任务清单 →
(a) 列出这篇关于Boost条件变量的文章中，代码里调用到的所有以pthread_开头的函数，重复的只写一次。
(b) 请从这篇关于Boost条件变量的文章停下的地方接着往下写。

文章正文 →
_ _ _ _

请阅读上篇文章《并发编程实战: POSIX 使用互斥量和条件变量实现生产者/消费者问题》。当然不阅读亦不影响本篇文章的阅读
。
Boost的互斥量,条件变量做了很好的封装,因此比“原生的”POSIX mutex,condition variables好用。然后我们会通过分析boost相关源码看一下boost linux是如何对pthread_mutex_t和pthread_cond_t进行的封装。
首先看一下condition_variable_any的具体实现,代码路径:/boost/thread/pthread/condition_variable.hpp
class condition_variable_any
{
pthread_mutex_t internal_mutex;
pthread_cond_t cond;
condition_variable_any(condition_variable_any&);
condition_variable_any& operator=(condition_variable_any&);
public:
condition_variable_any()
{
int const res=pthread_mutex_init(&internal_mutex,NULL);
if(res)
{
boost::throw_exception(thread_resource_error());
}
int const res2=pthread_cond_init(&cond,NULL);
if(res2)
{
BOOST_VERIFY(!pthread_mutex_destroy(&internal_mutex));
boost::throw_exception(thread_resource_error());
}
}
~condition_variable_any()
{
BOOST_VERIFY(!pthread_mutex_destroy(&internal_mutex));
BOOST_VERIFY(!pthread_cond_destroy(&cond));
}
condition_variable_any的构造函数是对于内部使用的mutex和cond的初始化,对应的,析构函数则是这些资源的回收。
BOOST_VERIFY的实现:
#undef BOOST_VERIFY #if defined(BOOST_DISABLE_ASSERTS) || ( !defined(BOOST_ENABLE_ASSERT_HANDLER) && defined(NDEBUG) ) // 在任何情况下,expr一定会被求值。 #define BOOST_VERIFY(expr) ((void)(expr)) #else #define BOOST_VERIFY(expr) BOOST_ASSERT(expr) #endif因此不同于assert在Release版的被优化掉不同,我们可以放心的使用BOOST_VERITY,因此它的表达式肯定会被求值,而不用担心assert的side effect。
接下来看一下condition_variable_any的核心实现:wait
template<typename lock_type>
void wait(lock_type& m)

_ _ _ _

数据汇总 →
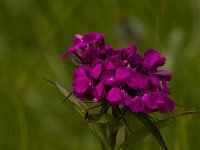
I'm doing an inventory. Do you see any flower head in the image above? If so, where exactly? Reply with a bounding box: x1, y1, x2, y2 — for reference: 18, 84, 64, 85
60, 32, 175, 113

_ _ _ _

参考答案 →
(a) pthread_mutex_init、pthread_cond_init、pthread_mutex_destroy、pthread_cond_destroy

(b)
{
int res=0;
{
thread_cv_detail::lock_on_exit<lock_type> guard;
detail::interruption_checker check_for_interruption(&internal_mutex,&cond);
guard.activate(m);
res=pthread_cond_wait(&cond,&internal_mutex);
this_thread::interruption_point();
}
if(res)
{
boost::throw_exception(condition_error());
}
}
首先看一下lock_on_exit:
namespace thread_cv_detail
{
template<typename MutexType>
struct lock_on_exit
{
MutexType* m;
lock_on_exit():
m(0)
{}
void activate(MutexType& m_)
{
m_.unlock();
m=&m_;
}
~lock_on_exit()
{
if(m)
{
m->lock();
}
}
};
}
代码很简单,实现了在调用activate时将传入的lock解锁,在该变量生命期结束时将guard的lock加锁。接下来的detail::interruption_checker check_for_interruption(&internal_mutex,&cond);是什么意思呢?From /boost/thread/pthread/thread_data.hpp
class interruption_checker
{
thread_data_base* const thread_info;
pthread_mutex_t* m;
bool set;
void check_for_interruption()
{
if(thread_info->interrupt_requested)
{
thread_info->interrupt_requested=false;
throw thread_interrupted();
}
}
void operator=(interruption_checker&);
public:
explicit interruption_checker(pthread_mutex_t* cond_mutex,pthread_cond_t* cond):
thread_info(detail::get_current_thread_data()),m(cond_mutex),
set(thread_info && thread_info->interrupt_enabled)
{
if(set)
{
lock_guard<mutex> guard(thread_info->data_mutex);
check_for_interruption();
thread_info->cond_mutex=cond_mutex;
thread_info->current_cond=cond;
BOOST_VERIFY(!pthread_mutex_lock(m));
}
else
{
BOOST_VERIFY(!pthread_mutex_lock(m));
}
}
~interruption_checker()
{
if(set)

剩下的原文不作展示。